# GOAL OF THE EXERCISE
Can you render the data below, from the line with "Check this image for the presence of any marble" to the line with "left=263, top=373, right=287, bottom=457", as a two-column CSV with the headers text and answer, with each field quoted and line breaks replaced by spaces?

[Region annotation data]

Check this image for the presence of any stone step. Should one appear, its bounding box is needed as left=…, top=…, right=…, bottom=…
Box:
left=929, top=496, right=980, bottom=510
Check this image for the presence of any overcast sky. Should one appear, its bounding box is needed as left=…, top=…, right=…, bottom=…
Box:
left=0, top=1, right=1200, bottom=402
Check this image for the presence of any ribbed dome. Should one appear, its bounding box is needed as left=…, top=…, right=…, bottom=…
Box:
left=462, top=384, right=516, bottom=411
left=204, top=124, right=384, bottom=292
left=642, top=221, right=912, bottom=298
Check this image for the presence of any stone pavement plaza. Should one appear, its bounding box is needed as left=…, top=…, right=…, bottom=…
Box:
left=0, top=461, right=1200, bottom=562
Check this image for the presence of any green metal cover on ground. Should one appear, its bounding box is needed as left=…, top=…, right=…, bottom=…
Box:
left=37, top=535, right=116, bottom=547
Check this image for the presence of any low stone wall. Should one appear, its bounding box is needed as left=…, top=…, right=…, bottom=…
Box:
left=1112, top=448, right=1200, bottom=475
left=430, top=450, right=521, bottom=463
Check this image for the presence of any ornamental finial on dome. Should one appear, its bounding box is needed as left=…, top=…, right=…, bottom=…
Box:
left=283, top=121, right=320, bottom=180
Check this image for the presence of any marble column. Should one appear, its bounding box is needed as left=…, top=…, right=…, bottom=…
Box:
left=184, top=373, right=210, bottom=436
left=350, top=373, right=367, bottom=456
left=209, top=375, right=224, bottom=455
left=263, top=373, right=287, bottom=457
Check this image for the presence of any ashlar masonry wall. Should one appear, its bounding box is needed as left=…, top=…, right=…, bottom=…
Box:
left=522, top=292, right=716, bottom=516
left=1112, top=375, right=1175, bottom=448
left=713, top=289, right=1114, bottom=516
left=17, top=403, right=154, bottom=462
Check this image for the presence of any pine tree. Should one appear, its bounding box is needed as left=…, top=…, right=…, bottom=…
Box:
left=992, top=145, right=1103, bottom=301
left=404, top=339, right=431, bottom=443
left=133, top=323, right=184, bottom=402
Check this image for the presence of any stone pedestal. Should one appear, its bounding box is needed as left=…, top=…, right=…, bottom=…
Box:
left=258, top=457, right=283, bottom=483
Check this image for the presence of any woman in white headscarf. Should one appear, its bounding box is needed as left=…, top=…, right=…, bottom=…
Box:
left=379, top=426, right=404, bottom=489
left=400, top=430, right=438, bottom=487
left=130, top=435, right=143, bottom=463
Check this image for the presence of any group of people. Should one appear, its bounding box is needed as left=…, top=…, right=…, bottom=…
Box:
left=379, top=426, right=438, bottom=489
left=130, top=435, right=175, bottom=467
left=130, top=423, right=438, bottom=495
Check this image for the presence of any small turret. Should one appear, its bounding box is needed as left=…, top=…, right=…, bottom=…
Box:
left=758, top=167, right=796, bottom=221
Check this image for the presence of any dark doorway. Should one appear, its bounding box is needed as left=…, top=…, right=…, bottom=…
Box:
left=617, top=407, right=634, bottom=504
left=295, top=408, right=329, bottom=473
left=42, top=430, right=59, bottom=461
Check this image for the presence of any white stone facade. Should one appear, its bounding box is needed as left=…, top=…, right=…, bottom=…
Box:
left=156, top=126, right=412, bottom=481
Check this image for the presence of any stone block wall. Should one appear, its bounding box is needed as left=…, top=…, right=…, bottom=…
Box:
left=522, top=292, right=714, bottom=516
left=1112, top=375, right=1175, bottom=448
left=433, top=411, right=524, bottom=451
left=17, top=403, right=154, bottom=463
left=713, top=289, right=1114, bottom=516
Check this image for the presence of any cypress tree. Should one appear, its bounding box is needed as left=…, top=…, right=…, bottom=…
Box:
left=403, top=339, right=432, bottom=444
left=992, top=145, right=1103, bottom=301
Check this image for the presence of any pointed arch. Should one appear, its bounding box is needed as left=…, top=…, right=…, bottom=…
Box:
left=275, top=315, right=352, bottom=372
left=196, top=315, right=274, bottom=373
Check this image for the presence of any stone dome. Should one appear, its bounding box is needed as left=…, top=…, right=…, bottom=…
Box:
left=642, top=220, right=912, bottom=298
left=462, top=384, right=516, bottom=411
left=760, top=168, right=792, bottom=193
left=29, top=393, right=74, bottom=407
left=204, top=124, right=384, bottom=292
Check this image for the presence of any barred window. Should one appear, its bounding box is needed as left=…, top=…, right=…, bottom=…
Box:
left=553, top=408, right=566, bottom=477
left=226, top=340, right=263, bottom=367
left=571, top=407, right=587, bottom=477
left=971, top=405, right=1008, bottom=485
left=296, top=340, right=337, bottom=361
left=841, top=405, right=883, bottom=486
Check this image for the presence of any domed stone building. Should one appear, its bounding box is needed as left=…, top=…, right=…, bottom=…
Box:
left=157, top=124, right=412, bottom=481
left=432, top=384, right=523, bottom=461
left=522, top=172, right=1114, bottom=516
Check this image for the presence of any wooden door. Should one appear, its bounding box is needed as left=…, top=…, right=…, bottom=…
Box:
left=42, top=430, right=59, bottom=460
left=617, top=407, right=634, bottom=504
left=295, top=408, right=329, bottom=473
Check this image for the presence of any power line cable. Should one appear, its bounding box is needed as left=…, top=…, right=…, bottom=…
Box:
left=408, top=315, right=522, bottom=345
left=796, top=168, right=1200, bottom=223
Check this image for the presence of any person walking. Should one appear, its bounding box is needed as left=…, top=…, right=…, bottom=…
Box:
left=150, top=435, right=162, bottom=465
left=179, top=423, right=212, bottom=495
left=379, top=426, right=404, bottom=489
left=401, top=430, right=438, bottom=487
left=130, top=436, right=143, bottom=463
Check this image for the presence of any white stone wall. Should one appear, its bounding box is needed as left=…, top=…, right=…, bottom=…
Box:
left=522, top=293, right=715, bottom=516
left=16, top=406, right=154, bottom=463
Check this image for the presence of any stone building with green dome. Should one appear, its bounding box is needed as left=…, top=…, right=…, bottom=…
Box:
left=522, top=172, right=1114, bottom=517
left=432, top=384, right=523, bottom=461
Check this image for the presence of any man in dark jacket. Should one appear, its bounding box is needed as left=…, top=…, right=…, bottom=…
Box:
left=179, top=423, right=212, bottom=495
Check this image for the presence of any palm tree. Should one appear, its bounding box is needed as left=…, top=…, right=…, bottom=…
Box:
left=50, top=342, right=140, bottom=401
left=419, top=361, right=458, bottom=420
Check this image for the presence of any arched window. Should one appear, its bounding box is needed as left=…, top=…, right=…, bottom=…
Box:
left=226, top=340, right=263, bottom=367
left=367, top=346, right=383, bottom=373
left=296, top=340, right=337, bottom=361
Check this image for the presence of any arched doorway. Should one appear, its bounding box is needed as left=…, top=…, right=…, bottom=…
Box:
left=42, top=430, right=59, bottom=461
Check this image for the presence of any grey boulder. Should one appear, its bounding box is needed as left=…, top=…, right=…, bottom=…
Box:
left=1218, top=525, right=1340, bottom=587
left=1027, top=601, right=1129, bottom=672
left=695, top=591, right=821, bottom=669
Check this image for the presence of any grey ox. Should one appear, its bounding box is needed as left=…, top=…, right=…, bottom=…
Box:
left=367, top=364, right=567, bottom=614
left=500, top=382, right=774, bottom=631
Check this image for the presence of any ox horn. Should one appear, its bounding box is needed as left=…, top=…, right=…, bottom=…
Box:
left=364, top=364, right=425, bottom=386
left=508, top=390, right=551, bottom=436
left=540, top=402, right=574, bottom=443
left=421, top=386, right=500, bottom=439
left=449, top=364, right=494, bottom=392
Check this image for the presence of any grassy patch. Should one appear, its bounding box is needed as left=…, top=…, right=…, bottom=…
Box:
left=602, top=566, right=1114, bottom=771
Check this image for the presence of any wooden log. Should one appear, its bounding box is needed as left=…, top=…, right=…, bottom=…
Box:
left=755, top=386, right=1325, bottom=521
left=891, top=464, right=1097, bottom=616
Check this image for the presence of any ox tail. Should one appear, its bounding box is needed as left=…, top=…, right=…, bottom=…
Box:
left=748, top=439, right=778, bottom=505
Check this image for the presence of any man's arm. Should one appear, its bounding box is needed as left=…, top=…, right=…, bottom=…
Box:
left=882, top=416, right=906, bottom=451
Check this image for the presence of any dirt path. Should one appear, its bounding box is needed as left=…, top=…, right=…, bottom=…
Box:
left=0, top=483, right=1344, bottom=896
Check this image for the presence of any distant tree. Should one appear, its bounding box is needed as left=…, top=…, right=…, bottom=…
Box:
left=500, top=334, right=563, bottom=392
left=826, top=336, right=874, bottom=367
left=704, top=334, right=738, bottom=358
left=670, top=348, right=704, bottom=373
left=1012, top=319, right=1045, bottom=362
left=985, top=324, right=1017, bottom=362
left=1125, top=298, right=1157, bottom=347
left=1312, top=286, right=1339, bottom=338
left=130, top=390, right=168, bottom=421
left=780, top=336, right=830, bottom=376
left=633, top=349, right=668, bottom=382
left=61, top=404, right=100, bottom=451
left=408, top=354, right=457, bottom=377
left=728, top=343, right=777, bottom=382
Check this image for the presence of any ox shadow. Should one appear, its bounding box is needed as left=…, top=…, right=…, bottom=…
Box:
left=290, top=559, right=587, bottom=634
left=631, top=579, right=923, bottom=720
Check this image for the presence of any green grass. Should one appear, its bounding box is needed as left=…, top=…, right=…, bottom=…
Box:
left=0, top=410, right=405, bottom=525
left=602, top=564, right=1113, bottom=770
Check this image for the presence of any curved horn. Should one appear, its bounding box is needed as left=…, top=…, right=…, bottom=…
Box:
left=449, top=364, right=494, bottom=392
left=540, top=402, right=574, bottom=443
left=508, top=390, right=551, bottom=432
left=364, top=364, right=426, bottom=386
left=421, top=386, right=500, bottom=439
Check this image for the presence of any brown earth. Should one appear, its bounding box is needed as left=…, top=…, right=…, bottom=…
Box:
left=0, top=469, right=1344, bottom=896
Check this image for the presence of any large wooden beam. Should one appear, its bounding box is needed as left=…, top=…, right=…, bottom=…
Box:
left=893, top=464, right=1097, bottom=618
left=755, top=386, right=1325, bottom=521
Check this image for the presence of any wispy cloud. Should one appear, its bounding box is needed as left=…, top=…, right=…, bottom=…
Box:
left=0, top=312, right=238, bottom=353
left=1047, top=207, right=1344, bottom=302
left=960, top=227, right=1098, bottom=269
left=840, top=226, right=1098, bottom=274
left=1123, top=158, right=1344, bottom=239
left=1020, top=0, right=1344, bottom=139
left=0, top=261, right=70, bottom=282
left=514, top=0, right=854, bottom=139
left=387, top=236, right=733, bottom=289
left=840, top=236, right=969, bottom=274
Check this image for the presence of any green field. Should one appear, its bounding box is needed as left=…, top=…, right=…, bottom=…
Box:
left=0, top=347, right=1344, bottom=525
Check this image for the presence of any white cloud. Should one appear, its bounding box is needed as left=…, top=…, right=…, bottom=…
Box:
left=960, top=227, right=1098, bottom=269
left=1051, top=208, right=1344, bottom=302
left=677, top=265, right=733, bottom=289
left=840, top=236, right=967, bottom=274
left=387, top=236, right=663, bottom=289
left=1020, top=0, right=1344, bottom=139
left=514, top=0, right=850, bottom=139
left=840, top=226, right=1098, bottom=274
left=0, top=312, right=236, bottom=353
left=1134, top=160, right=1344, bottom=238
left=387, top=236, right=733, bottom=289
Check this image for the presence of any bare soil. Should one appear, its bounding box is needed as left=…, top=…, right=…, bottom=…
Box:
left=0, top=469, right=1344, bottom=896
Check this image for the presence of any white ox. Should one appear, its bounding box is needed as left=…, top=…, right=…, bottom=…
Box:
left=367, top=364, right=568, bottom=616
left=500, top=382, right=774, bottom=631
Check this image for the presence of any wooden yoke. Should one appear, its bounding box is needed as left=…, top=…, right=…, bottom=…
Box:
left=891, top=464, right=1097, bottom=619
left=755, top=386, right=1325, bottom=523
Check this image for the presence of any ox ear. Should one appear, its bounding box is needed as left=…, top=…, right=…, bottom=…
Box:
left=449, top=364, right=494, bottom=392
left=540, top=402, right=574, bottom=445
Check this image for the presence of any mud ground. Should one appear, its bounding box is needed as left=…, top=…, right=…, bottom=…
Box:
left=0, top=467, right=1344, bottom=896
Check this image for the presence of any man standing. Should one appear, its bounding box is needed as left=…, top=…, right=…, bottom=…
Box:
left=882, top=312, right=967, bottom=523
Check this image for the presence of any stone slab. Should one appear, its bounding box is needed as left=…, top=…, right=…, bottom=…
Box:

# PROBLEM SOLUTION
text,answer
"Check this image for the presence of any marble column. Should one appear, its bounding box is needed as left=…, top=…, right=…, bottom=… Box:","left=184, top=373, right=210, bottom=436 left=350, top=373, right=367, bottom=456 left=209, top=375, right=224, bottom=455 left=263, top=373, right=287, bottom=457"